## CONSIGNE A
Mettez à jour les lignes qui suivent le discours, en commençant à celle qui contient "mark: overcast sky" et en allant jusqu'à la dernière ligne. Remplacez "dirt ground" par "bare soil" sans rien changer d'autre, puis redonnez seulement ces lignes.

----

Allocation
de M. Biram DAH ABEID à l’occasion de :
La
5ème Session du forum des Nations-Unies sur les Droits des Minorités
à Genève en Suisse :
27-28
Novembre 2012
Excellences
Mesdames et Messieurs les Ambassadeurs ;
Mesdames
et Messieurs les représentants des Ong
Permettez-moi
d’abord de vous faire part de l’honneur que j’ai de m’exprimer devant votre
auguste assemblée. L’opportunité qui m’a été offerte d’être devant vous
aujourd’hui, trois mois après ma sortie des geôles de la République Islamique
de Mauritanie, témoigne de votre engagement en faveur de la protection et de la
promotion des droits de l’homme dans mon pays. Cela me réconforte dans mon
combat de tous les jours et raffermit mon engagement en faveur du respect de la
dignité de la personne humaine.
Mon intervention devant
vous aujourd’hui, intervient deux semaines après la présentation par le
gouvernement mauritanien de son rapport périodique sur les droits de l’homme
devant le Conseil des Droits de l’Homme des Nations Unies.

----

## CONSIGNE B
Recopiez à l'identique un passage du discours : commencez aux mots "Mon intervention devant" et arrêtez-vous après les mots "des Nations Unies.".

----

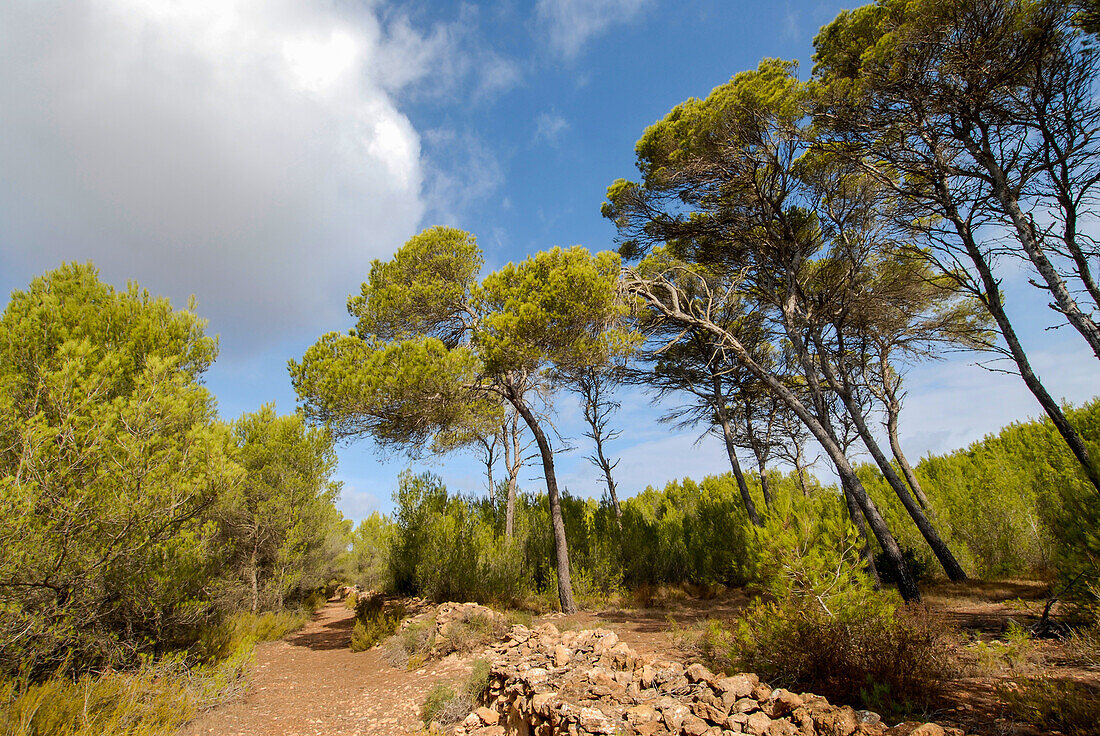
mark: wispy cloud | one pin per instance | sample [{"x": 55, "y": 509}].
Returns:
[
  {"x": 570, "y": 24},
  {"x": 549, "y": 127},
  {"x": 463, "y": 171}
]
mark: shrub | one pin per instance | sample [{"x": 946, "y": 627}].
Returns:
[
  {"x": 154, "y": 699},
  {"x": 375, "y": 627},
  {"x": 821, "y": 626},
  {"x": 1014, "y": 651},
  {"x": 444, "y": 706},
  {"x": 469, "y": 633},
  {"x": 244, "y": 629},
  {"x": 476, "y": 684}
]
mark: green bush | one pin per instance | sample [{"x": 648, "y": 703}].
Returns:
[
  {"x": 372, "y": 628},
  {"x": 444, "y": 706},
  {"x": 476, "y": 684},
  {"x": 821, "y": 626},
  {"x": 154, "y": 699}
]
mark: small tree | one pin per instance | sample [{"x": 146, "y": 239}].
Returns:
[
  {"x": 277, "y": 519},
  {"x": 110, "y": 457},
  {"x": 435, "y": 350}
]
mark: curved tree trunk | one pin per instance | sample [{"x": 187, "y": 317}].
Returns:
[
  {"x": 727, "y": 434},
  {"x": 606, "y": 467},
  {"x": 990, "y": 294},
  {"x": 902, "y": 460},
  {"x": 765, "y": 483},
  {"x": 557, "y": 524},
  {"x": 906, "y": 584},
  {"x": 857, "y": 519},
  {"x": 941, "y": 549},
  {"x": 509, "y": 507}
]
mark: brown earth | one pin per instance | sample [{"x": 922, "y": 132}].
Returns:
[{"x": 311, "y": 683}]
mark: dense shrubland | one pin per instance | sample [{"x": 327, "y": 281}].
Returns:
[
  {"x": 450, "y": 546},
  {"x": 141, "y": 536},
  {"x": 790, "y": 250}
]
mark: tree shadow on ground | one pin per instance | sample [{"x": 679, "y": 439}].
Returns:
[{"x": 332, "y": 635}]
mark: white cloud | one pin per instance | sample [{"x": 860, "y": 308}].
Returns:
[
  {"x": 569, "y": 24},
  {"x": 463, "y": 172},
  {"x": 250, "y": 152},
  {"x": 549, "y": 127}
]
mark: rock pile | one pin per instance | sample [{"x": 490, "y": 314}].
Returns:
[{"x": 580, "y": 683}]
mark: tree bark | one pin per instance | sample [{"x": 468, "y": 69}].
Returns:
[
  {"x": 906, "y": 584},
  {"x": 857, "y": 519},
  {"x": 557, "y": 523},
  {"x": 990, "y": 294},
  {"x": 509, "y": 508},
  {"x": 941, "y": 549},
  {"x": 606, "y": 467},
  {"x": 1025, "y": 233},
  {"x": 254, "y": 575},
  {"x": 991, "y": 297},
  {"x": 727, "y": 434},
  {"x": 902, "y": 460}
]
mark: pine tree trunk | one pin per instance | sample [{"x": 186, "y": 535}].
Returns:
[
  {"x": 557, "y": 523},
  {"x": 991, "y": 297},
  {"x": 727, "y": 434},
  {"x": 857, "y": 519},
  {"x": 254, "y": 575},
  {"x": 902, "y": 461},
  {"x": 941, "y": 549}
]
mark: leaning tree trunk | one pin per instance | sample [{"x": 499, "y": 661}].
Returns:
[
  {"x": 557, "y": 523},
  {"x": 906, "y": 584},
  {"x": 857, "y": 519},
  {"x": 902, "y": 460},
  {"x": 727, "y": 435},
  {"x": 606, "y": 467},
  {"x": 941, "y": 549},
  {"x": 512, "y": 461},
  {"x": 1030, "y": 240},
  {"x": 991, "y": 297},
  {"x": 765, "y": 483},
  {"x": 254, "y": 574},
  {"x": 509, "y": 507}
]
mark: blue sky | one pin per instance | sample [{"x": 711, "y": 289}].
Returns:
[{"x": 259, "y": 155}]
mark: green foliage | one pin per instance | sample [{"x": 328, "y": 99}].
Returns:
[
  {"x": 425, "y": 289},
  {"x": 110, "y": 457},
  {"x": 367, "y": 561},
  {"x": 444, "y": 706},
  {"x": 1047, "y": 514},
  {"x": 449, "y": 548},
  {"x": 154, "y": 699},
  {"x": 820, "y": 625},
  {"x": 476, "y": 683},
  {"x": 132, "y": 522},
  {"x": 276, "y": 524},
  {"x": 553, "y": 308},
  {"x": 372, "y": 628}
]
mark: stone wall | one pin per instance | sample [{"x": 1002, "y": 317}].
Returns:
[{"x": 546, "y": 682}]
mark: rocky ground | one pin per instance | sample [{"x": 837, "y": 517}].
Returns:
[{"x": 619, "y": 670}]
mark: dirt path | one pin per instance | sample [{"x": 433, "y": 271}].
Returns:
[{"x": 311, "y": 683}]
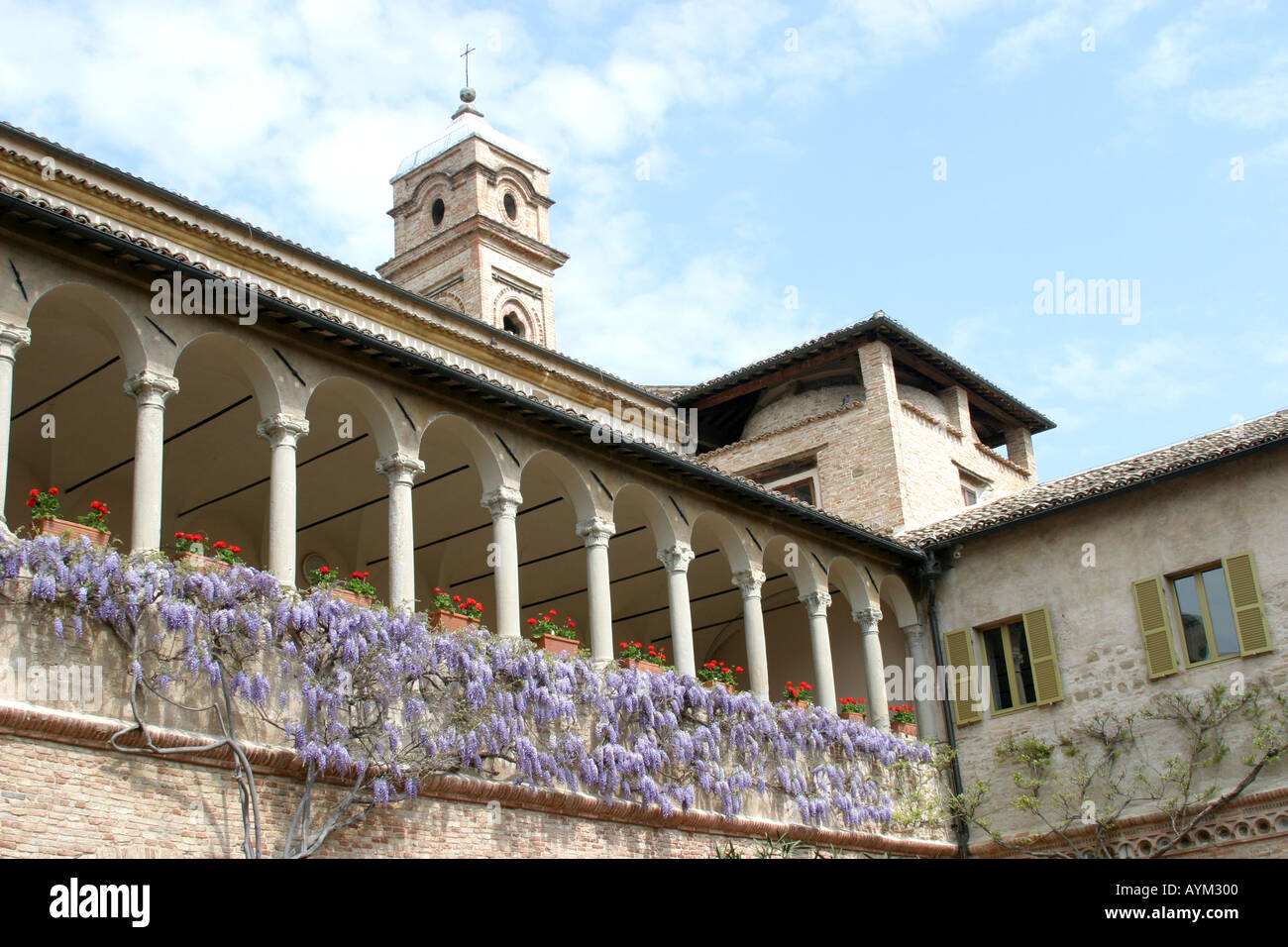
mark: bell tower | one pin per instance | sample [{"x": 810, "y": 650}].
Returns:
[{"x": 472, "y": 227}]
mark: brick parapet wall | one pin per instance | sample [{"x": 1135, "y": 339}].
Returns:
[{"x": 67, "y": 795}]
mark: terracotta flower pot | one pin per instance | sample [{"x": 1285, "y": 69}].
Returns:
[
  {"x": 639, "y": 665},
  {"x": 557, "y": 646},
  {"x": 351, "y": 596},
  {"x": 67, "y": 528},
  {"x": 206, "y": 562},
  {"x": 449, "y": 621}
]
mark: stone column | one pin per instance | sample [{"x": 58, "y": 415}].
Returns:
[
  {"x": 283, "y": 433},
  {"x": 820, "y": 644},
  {"x": 596, "y": 532},
  {"x": 918, "y": 648},
  {"x": 754, "y": 629},
  {"x": 12, "y": 338},
  {"x": 503, "y": 504},
  {"x": 874, "y": 668},
  {"x": 150, "y": 390},
  {"x": 400, "y": 470},
  {"x": 677, "y": 561}
]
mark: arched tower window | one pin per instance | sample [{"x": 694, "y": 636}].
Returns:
[{"x": 511, "y": 322}]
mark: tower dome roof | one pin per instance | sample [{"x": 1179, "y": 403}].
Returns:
[{"x": 468, "y": 123}]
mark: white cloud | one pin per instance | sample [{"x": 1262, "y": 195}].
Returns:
[{"x": 1260, "y": 103}]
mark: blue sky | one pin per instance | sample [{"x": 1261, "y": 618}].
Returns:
[{"x": 786, "y": 146}]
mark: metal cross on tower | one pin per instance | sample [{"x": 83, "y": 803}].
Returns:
[{"x": 467, "y": 56}]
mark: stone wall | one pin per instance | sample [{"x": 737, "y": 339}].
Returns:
[
  {"x": 1167, "y": 527},
  {"x": 65, "y": 796},
  {"x": 68, "y": 792}
]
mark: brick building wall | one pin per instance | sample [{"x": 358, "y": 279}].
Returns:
[
  {"x": 892, "y": 460},
  {"x": 1153, "y": 531}
]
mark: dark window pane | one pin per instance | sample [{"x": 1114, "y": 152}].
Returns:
[
  {"x": 1025, "y": 693},
  {"x": 1223, "y": 616},
  {"x": 1192, "y": 618},
  {"x": 996, "y": 656}
]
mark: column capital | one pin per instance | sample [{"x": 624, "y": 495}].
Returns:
[
  {"x": 400, "y": 468},
  {"x": 596, "y": 531},
  {"x": 816, "y": 603},
  {"x": 677, "y": 558},
  {"x": 868, "y": 618},
  {"x": 282, "y": 429},
  {"x": 750, "y": 581},
  {"x": 13, "y": 338},
  {"x": 151, "y": 386},
  {"x": 502, "y": 502}
]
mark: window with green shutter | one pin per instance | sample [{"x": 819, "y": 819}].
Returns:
[
  {"x": 961, "y": 660},
  {"x": 1020, "y": 663},
  {"x": 1154, "y": 629},
  {"x": 1220, "y": 608}
]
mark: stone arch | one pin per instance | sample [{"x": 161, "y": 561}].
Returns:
[
  {"x": 487, "y": 460},
  {"x": 103, "y": 307},
  {"x": 894, "y": 591},
  {"x": 726, "y": 538},
  {"x": 653, "y": 512},
  {"x": 436, "y": 184},
  {"x": 805, "y": 574},
  {"x": 854, "y": 582},
  {"x": 511, "y": 174},
  {"x": 570, "y": 479},
  {"x": 506, "y": 300},
  {"x": 374, "y": 411},
  {"x": 248, "y": 355}
]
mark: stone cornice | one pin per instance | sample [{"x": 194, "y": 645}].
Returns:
[{"x": 1223, "y": 828}]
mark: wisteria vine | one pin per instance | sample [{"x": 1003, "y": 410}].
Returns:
[{"x": 377, "y": 701}]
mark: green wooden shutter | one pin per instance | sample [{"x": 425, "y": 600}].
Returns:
[
  {"x": 1249, "y": 616},
  {"x": 1046, "y": 671},
  {"x": 961, "y": 660},
  {"x": 1154, "y": 628}
]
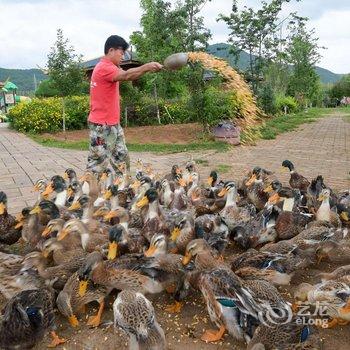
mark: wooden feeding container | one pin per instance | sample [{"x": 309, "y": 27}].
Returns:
[{"x": 227, "y": 131}]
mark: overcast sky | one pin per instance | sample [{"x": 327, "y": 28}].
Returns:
[{"x": 28, "y": 27}]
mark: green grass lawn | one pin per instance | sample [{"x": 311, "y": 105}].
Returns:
[
  {"x": 272, "y": 127},
  {"x": 133, "y": 147}
]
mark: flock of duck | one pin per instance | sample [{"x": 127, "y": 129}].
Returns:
[{"x": 233, "y": 242}]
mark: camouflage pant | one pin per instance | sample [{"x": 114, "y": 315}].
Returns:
[{"x": 107, "y": 148}]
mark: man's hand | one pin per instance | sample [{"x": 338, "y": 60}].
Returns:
[{"x": 153, "y": 67}]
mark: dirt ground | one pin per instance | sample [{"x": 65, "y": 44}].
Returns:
[
  {"x": 183, "y": 331},
  {"x": 172, "y": 134}
]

----

## RÉPONSE A
mark: overcast sky | one pin per instance | sample [{"x": 327, "y": 28}].
Returns:
[{"x": 28, "y": 27}]
mark: green grass lawn | one pin per instance | sample [{"x": 311, "y": 105}].
Returns:
[
  {"x": 272, "y": 127},
  {"x": 133, "y": 147}
]
mark: flock of duck | one pin per instance | sample [{"x": 127, "y": 129}].
Returns:
[{"x": 233, "y": 242}]
mark: camouflage pant | one pin per instance | sample [{"x": 114, "y": 315}].
Returns:
[{"x": 107, "y": 148}]
mark: man's hand | one pin per instance | sample [{"x": 338, "y": 60}].
Returns:
[{"x": 153, "y": 67}]
mark: bare soil | one pin per instance | sample [{"x": 65, "y": 44}].
Returns:
[
  {"x": 183, "y": 331},
  {"x": 172, "y": 134}
]

## RÉPONSE B
Mon intervention devant
vous aujourd’hui, intervient deux semaines après la présentation par le
gouvernement mauritanien de son rapport périodique sur les droits de l’homme
devant le Conseil des Droits de l’Homme des Nations Unies.